*Task requirements*.
**1)** According to the power system stability excerpt, which parameters is the analysis offered for?
**2)** Translate this sentence from the power system stability excerpt into Spanish: "The following is an outline of this thesis."
**3)** Retype the power system stability excerpt precisely, everything from "Some others papers" down to "of this thesis.".

*Excerpt*.
** Start **

Some others papers and researches have been written and discussed in the field of transient stability analysis. The subject of the power stability is a wide and very important.

1.3 Thesis Overview

The following is an outline of this thesis.

Chapter 1: Introduction to models of power systems, and a literature review discusses published information in a transient stability analysis.

Chapter 2: Review of the issues, the stability problem, and rotor angle stability, frequency

stability and voltage stability of power system, the single phase earth fault in high voltage distribution networks that are low impedance ground.

Chapter 3: Review of the issues, the need for generator excitation control, the automatic

voltage regulator AVR with or without power system stabilizer PSS, the design modern control excitation in power system. This chapter presents the excitation system, and turbine

governor system for the design of an excitation control in this thesis.

Chapter 4: Simulations and results of the study for system analysis under single phase

fault using analysis simulation with power-world version 18 simulation.

CHAPTER 2

POWER SYSTEM STABILITY

2.1 The Stability Problem

The stability problem was discussed, the power-angle relationship, swing Equation are preface to our study. Then, the different parameters for which the analysis is offered include the fault clearing time (FCT), damping coefficient, generator armature resistance and fault location.

The single phase fault is mostly seen in networks, for this reason, in this thesis the single phase earth fault in high voltage transmission lines that are low impedance grounded is used. First, the basic of low impedance grounded system are discussed. The clearing time of earth faults, and the fault location are discussed and effect were observed.

** End **

*Supplied information*.
** Start **

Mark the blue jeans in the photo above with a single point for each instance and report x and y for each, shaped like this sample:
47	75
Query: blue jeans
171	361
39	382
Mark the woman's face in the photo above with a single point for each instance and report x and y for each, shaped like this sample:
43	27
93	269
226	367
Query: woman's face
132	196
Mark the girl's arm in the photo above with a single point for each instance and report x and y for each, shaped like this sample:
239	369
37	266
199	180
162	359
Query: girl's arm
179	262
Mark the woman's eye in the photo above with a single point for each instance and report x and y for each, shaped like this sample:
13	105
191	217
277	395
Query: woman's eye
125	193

** End **
** Start **

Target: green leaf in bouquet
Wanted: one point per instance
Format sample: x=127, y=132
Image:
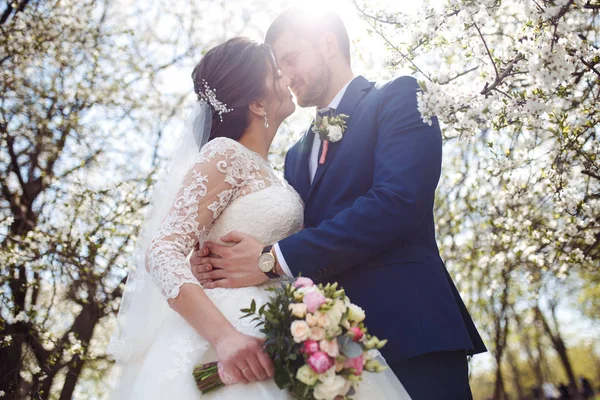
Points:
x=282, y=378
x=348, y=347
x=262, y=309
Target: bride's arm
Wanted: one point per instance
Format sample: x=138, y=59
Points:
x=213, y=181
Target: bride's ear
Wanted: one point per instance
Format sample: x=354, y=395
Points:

** End **

*Task-by-task answers*.
**1)** The fault clearing time (FCT), the damping coefficient, the generator armature resistance and the fault location.

**2)** Lo siguiente es un esquema de esta tesis.

**3)**
Some others papers and researches have been written and discussed in the field of transient stability analysis. The subject of the power stability is a wide and very important.

1.3 Thesis Overview

The following is an outline of this thesis.